Source text:
Coming back to your question about people’s visions of Jesus matching the image on the shroud, they also match the accepted image of Jesus from all the art. Even if the shroud is genuine, the supposed visions would only be amazing just for matching the shroud if the shroud were the only surviving source of that type of depiction of Jesus. To sustain the claim, a Christian would have to go on to claim that every famous artist who painted that kind of face for him had a similar vision, because otherwise the face comes to people’s minds for other reasons than that Jesus has paid them all a visit.
Question from James:
Why does Richard Dawkins use the analogy of a “blind watchmaker” to describe natural selection?
Answer by SmartLX:
Straight from Wikipedia:
“In his choice of the title for this book, Dawkins refers to the watchmaker analogy made famous by William Paley in his 1802 book Natural Theology. Paley, writing long before Charles Darwin published On the Origin of Species in 1859, held that the complexity of living organisms was evidence of the existence of a divine creator by drawing a parallel with the way in which the existence of a watch compels belief in an intelligent watchmaker. Dawkins, in contrasting the differences between human design and its potential for planning with the workings of natural selection, therefore dubbed evolutionary processes as analogous to a blind watchmaker.”
Essentially, natural selection clearly does not plan. Paley’s argument is that if a watch suggests the existence of a watchmaker, the supposed appearance of design in living things should suggest the existence of a designer, but on closer inspection life is not as it would have been if designed by an entity with all its faculties intact. The reasons given by Dawkins include vestigial organs and features, inefficient physical arrangements of a body’s components (like the recurrent laryngeal nerve), inefficient solutions to simple problems, easily avoidable susceptibilities to malfunction, disease and death (see here for examples in humans), and needlessly expensive competition between individual organisms. Life functions, sometimes barely, but it could be so much better if someone had actually designed it rather than natural selection procedurally applying the simplest short-term solution to everything.

Tasks to complete:
A. Return the stretch of the source text from "Coming back to" through "describe natural selection?", word for word.
B. According to the source text, in what year did William Paley publish Natural Theology?
C. Continue the source text, the answers about the shroud and the blind watchmaker, starting after its final sentence.

Record set:
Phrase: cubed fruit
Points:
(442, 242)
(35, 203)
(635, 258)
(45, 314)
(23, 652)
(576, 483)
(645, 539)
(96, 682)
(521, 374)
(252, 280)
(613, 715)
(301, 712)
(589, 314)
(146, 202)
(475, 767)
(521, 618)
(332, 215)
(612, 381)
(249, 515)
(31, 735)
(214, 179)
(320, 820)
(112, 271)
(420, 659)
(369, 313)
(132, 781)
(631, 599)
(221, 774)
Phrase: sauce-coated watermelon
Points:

Written answers:
A.
Coming back to your question about people’s visions of Jesus matching the image on the shroud, they also match the accepted image of Jesus from all the art. Even if the shroud is genuine, the supposed visions would only be amazing just for matching the shroud if the shroud were the only surviving source of that type of depiction of Jesus. To sustain the claim, a Christian would have to go on to claim that every famous artist who painted that kind of face for him had a similar vision, because otherwise the face comes to people’s minds for other reasons than that Jesus has paid them all a visit.
Question from James:
Why does Richard Dawkins use the analogy of a “blind watchmaker” to describe natural selection?

B. 1802

C.
Question from :
Shalom all, I see that you focus on many religions, but haven’t seen anything on Judaism. I wonder what your opinion might be on it, and, if to someone, if the be Torah divine. To me it is, but I’d like to hear any arguments against it, not that I may refute or debate it, but just to “see” what the other side has to offer.
Answer by SmartLX:
There are indeed only a few articles that involve Judaism, simply because not many people writing in identify as Jewish or ask about specifically Jewish topics.
Very little of my perspective on Judaism is unique to Judaism. It’s a theistic religion, reliant on claims of the existence of an interventionist creator god which I don’t think are justified. Nearly all of the Great Big Arguments for gods that I’ve covered can be used to argue for your god just as well as any other, and they have no additional merit when applied to yours.
My perspective on the Torah, as an ex-Christian, is that it’s a subset of the books in the Bible and specifically the Old Testament: Genesis, Exodus, Leviticus, Numbers, Deuteronomy. Many of the discussions I’ve had on the divinity and inerrancy of the Bible can be applied to these five books. To approach them from scratch, I don’t think they’re divine because I don’t think there’s a real god to bestow divinity on anything. To argue in the other direction for the existence of the god based on certain discernible qualities of the books is to argue that such qualities are impossible without the influence of a god, which I don’t think is the case.
If you’re looking for specific challenges to the material in the Torah, I’ve occasionally touched on Exodus, and all the stuff on evolution and cosmology has some bearing on Genesis.